[Excerpts from pointing data]
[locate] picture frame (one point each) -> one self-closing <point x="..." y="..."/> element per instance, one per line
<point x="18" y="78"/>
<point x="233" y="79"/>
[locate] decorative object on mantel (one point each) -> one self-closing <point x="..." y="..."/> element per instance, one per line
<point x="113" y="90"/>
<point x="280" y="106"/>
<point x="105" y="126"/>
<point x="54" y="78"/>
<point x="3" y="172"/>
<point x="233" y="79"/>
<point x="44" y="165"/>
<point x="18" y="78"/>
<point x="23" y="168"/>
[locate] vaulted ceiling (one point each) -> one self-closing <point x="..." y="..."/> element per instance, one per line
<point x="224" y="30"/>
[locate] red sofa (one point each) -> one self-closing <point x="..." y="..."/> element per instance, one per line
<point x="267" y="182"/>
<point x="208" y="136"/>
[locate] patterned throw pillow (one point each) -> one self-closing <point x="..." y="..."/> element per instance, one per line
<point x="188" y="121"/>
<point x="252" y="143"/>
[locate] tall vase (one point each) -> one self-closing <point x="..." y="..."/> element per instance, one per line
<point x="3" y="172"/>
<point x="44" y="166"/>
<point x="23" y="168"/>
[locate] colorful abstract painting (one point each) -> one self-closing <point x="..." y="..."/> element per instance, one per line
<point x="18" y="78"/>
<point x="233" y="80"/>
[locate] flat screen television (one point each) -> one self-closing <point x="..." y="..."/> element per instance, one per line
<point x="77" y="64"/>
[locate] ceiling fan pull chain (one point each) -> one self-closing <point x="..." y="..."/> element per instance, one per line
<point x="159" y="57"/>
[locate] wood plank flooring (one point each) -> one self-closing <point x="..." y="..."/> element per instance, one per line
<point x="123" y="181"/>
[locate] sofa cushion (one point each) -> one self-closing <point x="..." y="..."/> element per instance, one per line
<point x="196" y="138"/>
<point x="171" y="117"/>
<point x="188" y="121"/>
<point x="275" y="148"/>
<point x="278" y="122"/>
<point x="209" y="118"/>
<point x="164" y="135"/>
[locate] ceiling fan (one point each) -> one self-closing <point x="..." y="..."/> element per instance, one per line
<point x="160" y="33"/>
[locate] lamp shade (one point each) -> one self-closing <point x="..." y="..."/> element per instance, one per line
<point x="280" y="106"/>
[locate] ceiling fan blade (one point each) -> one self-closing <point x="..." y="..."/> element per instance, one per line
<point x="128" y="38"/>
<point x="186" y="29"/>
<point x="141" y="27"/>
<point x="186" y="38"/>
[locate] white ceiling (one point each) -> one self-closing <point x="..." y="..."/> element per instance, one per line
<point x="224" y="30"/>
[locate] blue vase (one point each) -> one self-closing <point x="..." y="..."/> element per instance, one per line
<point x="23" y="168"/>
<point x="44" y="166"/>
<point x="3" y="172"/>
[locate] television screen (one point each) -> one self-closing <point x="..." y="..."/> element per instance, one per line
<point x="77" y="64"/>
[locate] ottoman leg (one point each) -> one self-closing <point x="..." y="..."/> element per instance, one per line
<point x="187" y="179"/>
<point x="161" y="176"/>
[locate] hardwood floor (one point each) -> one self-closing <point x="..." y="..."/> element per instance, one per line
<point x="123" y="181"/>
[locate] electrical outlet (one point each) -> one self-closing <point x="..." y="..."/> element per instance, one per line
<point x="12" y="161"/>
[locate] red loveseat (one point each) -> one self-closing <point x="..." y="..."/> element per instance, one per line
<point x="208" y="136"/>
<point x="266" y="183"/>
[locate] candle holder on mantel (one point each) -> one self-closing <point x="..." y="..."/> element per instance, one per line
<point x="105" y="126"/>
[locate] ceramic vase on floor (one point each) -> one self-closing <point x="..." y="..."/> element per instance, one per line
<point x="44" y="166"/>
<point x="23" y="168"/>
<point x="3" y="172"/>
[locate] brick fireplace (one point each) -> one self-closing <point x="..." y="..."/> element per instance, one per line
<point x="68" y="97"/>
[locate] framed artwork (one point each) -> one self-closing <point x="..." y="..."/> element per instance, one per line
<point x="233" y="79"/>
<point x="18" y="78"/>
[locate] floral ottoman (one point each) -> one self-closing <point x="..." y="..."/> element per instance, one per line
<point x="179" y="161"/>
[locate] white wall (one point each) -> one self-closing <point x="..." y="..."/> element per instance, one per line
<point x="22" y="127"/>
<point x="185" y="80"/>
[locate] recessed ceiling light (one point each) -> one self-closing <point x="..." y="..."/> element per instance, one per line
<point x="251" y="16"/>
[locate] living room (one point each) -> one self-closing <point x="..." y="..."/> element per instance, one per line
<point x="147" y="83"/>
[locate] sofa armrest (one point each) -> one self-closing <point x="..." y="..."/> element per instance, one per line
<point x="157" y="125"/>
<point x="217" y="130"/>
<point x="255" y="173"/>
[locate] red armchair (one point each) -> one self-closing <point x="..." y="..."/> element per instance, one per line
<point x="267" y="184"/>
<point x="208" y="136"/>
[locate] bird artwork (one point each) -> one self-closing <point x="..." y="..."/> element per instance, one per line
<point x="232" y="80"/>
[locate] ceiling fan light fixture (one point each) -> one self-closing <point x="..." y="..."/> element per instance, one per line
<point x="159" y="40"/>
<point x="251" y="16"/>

WHAT YOU HAVE TO DO:
Please edit the data above by replacing every "one point each" with "a single point each" and leaving everything else unchanged.

ANSWER TO THE TASK:
[locate] picture frame (a single point each) -> one self-closing <point x="..." y="..."/> element per instance, one per line
<point x="18" y="78"/>
<point x="233" y="79"/>
[locate] decorative object on mantel (a single point each) -> one self-closing <point x="..." y="..."/> element per instance, one per line
<point x="113" y="90"/>
<point x="280" y="106"/>
<point x="105" y="126"/>
<point x="54" y="78"/>
<point x="3" y="172"/>
<point x="233" y="79"/>
<point x="44" y="165"/>
<point x="18" y="78"/>
<point x="23" y="168"/>
[locate] vaulted ceiling (a single point each) -> one self-closing <point x="..." y="..."/> element per instance, one per line
<point x="224" y="30"/>
[locate] red sofa (a single point each) -> one self-closing <point x="..." y="..."/> element per instance, one per line
<point x="267" y="182"/>
<point x="208" y="136"/>
[locate] patterned throw pillow (a single point each) -> one self-closing <point x="..." y="..."/> element per instance, one per line
<point x="188" y="121"/>
<point x="252" y="143"/>
[locate] tall vase (a single point each) -> one self-closing <point x="..." y="..."/> element per instance, one per line
<point x="3" y="172"/>
<point x="44" y="166"/>
<point x="23" y="168"/>
[locate] colorful abstract painting (a single point each) -> one self-closing <point x="..." y="..."/> element per instance, one per line
<point x="18" y="78"/>
<point x="233" y="80"/>
[locate] flat screen television (a single point each) -> one self-closing <point x="..." y="..."/> element per instance, one per line
<point x="77" y="64"/>
[locate] ceiling fan pull chain (a single point each) -> one self-closing <point x="..." y="..."/> element per instance, one per line
<point x="159" y="57"/>
[locate] wood plank flooring (a single point each) -> one self-closing <point x="..." y="..."/> element per instance, one per line
<point x="123" y="181"/>
[locate] sofa cushion (a single point each) -> one self-closing <point x="..." y="..."/> element per instance, one per line
<point x="196" y="138"/>
<point x="171" y="117"/>
<point x="188" y="121"/>
<point x="275" y="148"/>
<point x="278" y="122"/>
<point x="209" y="118"/>
<point x="164" y="135"/>
[locate] ceiling fan (a single point each) -> one self-closing <point x="..." y="..."/> element per instance, one per line
<point x="160" y="33"/>
[locate] lamp shade (a single point each) -> one self-closing <point x="..." y="..."/> element per instance, one per line
<point x="280" y="106"/>
[locate] ceiling fan blade (a single point each) -> one self-closing <point x="..." y="..."/> element per instance, one per line
<point x="128" y="38"/>
<point x="186" y="29"/>
<point x="141" y="27"/>
<point x="186" y="38"/>
[locate] white ceiling (a single point each) -> one self-closing <point x="..." y="..."/> element per instance, one per line
<point x="224" y="30"/>
[locate] blue vase (a single point each) -> one self-closing <point x="..." y="..."/> element per instance, one per line
<point x="23" y="168"/>
<point x="44" y="166"/>
<point x="3" y="172"/>
[locate] television screen (a single point each) -> one self-closing <point x="..." y="..."/> element per instance, one per line
<point x="77" y="64"/>
[locate] ottoman leg (a single point each) -> one self-closing <point x="..." y="..."/> element per instance, one per line
<point x="187" y="179"/>
<point x="161" y="176"/>
[locate] hardwood floor (a single point each) -> one self-closing <point x="..." y="..."/> element per instance, one per line
<point x="123" y="181"/>
[locate] electrical outlet (a single point each) -> one self-closing <point x="..." y="..."/> element per instance, one per line
<point x="12" y="161"/>
[locate] red loveseat (a single point each) -> one self-closing <point x="..." y="..."/> element per instance, one per line
<point x="208" y="136"/>
<point x="266" y="183"/>
[locate] candle holder on mantel (a single point each) -> one self-closing <point x="..." y="..."/> element per instance, one per line
<point x="105" y="126"/>
[locate] ceramic vase on floor (a single point each) -> one self-closing <point x="..." y="..."/> element per instance, one per line
<point x="44" y="166"/>
<point x="23" y="168"/>
<point x="3" y="172"/>
[locate] brick fireplace (a single point each) -> one self-closing <point x="..." y="..."/> element per instance, one per line
<point x="68" y="97"/>
[locate] framed artwork (a single point each) -> one self-closing <point x="..." y="..."/> element per instance, one per line
<point x="233" y="79"/>
<point x="18" y="78"/>
[locate] floral ottoman (a single point each) -> one self-closing <point x="..." y="..."/> element per instance, one per line
<point x="179" y="161"/>
[locate] white wall (a single point each) -> one self-closing <point x="..." y="..."/> element per instance, one per line
<point x="22" y="127"/>
<point x="185" y="80"/>
[locate] recessed ceiling light (a single point each) -> one self-closing <point x="..." y="..."/> element per instance, one per line
<point x="251" y="16"/>
[locate] living room (a single point each) -> one self-closing <point x="..." y="..."/> element per instance, one per line
<point x="147" y="83"/>
[locate] sofa armrest (a single point each) -> one self-closing <point x="..." y="..."/> element per instance, one per line
<point x="157" y="125"/>
<point x="217" y="130"/>
<point x="255" y="173"/>
[locate] red armchair (a single point each) -> one self-closing <point x="..." y="..."/> element per instance, one per line
<point x="267" y="184"/>
<point x="208" y="136"/>
[locate] bird artwork (a single point each) -> one self-closing <point x="..." y="..."/> element per instance, one per line
<point x="232" y="80"/>
[locate] ceiling fan light fixture (a single point each) -> one self-closing <point x="..." y="..."/> element per instance, one per line
<point x="159" y="40"/>
<point x="251" y="16"/>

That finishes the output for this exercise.